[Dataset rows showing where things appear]

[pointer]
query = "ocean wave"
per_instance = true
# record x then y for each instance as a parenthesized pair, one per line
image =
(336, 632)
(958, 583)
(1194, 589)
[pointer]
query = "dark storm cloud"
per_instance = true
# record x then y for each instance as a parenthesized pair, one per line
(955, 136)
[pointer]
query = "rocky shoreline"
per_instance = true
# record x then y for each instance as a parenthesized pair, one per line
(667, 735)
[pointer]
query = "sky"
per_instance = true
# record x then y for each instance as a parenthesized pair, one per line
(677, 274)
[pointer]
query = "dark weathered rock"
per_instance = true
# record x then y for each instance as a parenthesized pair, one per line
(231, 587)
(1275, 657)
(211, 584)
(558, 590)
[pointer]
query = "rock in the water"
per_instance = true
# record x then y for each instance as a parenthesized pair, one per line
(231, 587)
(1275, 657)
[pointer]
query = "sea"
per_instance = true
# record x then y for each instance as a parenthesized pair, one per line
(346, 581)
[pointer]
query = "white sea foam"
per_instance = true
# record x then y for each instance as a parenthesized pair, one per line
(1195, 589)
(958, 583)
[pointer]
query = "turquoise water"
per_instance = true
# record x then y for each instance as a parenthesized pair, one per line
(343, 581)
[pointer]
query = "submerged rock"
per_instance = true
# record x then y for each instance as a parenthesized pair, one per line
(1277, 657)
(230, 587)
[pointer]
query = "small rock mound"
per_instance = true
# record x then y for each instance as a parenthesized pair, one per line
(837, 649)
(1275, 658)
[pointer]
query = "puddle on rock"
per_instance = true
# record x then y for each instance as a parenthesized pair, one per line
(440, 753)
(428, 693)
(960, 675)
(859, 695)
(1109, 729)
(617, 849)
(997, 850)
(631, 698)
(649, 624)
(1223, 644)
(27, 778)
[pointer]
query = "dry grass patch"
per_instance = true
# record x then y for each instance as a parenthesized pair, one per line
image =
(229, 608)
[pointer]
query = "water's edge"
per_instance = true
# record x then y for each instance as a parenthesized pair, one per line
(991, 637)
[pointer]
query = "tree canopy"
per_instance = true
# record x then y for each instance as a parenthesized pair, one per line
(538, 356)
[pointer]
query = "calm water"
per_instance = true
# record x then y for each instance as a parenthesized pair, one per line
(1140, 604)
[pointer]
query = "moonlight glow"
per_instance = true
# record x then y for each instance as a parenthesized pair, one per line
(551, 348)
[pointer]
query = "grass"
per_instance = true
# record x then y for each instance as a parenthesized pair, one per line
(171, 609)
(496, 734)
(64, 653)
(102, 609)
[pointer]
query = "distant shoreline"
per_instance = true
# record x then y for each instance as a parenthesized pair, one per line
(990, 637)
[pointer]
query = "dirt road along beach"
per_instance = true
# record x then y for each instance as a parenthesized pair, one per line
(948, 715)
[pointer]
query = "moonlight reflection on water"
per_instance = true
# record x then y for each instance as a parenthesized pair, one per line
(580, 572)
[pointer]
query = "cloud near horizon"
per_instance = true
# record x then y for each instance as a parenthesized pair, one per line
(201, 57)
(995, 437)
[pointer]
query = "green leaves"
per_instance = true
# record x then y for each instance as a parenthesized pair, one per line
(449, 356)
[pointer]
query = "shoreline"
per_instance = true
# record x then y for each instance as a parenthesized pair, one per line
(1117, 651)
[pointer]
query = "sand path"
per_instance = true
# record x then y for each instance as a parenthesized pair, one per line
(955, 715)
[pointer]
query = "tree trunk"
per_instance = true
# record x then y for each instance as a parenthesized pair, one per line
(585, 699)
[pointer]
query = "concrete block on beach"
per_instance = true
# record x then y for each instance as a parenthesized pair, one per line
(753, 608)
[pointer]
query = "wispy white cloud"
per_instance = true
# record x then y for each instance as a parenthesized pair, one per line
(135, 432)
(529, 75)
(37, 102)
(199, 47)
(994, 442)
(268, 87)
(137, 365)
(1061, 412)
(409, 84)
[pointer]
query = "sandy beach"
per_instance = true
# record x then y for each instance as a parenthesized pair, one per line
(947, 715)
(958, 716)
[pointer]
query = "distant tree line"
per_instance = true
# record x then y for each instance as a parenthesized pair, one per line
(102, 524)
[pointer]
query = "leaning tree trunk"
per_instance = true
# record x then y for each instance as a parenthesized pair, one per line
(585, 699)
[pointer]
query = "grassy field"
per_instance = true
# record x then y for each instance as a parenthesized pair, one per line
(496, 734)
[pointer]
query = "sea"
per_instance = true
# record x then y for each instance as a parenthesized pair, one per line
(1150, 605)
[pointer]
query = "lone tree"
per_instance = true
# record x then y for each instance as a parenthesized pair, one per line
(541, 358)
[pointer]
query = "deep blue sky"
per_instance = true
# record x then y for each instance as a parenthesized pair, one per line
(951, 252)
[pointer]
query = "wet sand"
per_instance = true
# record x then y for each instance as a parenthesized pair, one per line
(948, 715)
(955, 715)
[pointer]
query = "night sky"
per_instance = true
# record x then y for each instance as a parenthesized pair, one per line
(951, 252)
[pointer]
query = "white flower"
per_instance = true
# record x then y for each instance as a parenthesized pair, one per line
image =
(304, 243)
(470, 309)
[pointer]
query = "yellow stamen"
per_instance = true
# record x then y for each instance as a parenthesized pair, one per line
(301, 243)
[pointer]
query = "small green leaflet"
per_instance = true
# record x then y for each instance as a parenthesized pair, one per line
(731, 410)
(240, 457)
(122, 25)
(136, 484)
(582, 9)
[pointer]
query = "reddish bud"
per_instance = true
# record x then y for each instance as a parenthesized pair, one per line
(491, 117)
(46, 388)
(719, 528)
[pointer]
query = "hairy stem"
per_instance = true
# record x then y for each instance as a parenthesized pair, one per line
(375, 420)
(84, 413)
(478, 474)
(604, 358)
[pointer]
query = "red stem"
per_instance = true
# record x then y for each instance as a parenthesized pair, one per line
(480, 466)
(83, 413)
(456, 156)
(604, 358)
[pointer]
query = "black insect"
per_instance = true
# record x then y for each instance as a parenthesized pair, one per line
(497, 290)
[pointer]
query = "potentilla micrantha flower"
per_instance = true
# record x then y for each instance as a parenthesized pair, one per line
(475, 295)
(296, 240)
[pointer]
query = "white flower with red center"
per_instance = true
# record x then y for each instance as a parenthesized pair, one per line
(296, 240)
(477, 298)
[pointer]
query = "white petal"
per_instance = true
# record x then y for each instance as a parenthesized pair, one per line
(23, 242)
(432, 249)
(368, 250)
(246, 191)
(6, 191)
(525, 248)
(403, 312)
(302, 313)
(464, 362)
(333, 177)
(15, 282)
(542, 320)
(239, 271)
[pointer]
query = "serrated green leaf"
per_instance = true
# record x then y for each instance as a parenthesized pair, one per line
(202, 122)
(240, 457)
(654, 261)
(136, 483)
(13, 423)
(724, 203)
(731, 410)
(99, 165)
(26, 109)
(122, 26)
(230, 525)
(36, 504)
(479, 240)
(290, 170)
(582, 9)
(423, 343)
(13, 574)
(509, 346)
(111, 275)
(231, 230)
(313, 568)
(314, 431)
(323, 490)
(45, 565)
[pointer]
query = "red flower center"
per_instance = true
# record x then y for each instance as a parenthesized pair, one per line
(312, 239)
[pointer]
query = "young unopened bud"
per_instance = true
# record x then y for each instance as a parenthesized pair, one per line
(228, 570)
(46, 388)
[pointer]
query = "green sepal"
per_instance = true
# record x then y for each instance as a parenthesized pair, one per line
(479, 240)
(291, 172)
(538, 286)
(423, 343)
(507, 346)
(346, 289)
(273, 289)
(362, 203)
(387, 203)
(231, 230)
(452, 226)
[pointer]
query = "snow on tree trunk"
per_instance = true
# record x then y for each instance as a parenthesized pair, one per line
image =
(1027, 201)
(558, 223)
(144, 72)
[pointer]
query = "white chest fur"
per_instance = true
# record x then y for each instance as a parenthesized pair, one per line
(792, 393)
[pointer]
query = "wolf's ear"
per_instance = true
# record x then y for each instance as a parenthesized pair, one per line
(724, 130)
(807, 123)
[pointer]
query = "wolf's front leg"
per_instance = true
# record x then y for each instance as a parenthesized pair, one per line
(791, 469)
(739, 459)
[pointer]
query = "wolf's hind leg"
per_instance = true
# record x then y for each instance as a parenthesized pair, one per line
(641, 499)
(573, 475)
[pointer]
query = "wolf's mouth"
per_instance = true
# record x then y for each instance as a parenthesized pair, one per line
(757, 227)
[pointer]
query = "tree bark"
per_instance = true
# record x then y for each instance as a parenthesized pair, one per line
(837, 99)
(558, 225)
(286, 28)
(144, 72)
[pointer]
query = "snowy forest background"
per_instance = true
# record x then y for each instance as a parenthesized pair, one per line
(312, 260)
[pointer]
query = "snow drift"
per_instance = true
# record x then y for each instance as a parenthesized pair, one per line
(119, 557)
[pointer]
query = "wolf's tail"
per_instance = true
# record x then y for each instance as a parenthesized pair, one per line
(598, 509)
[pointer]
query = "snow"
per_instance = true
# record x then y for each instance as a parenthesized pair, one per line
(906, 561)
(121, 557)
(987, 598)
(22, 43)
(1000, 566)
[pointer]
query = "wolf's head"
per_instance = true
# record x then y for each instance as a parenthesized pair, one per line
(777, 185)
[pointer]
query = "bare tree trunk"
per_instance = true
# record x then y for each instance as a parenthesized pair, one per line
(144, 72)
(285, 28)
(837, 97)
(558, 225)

Problem description: Count the lines in the entries above that contain the word "dark", treating uppercase and lowercase as different, and reply with only the number.

Complete output: 2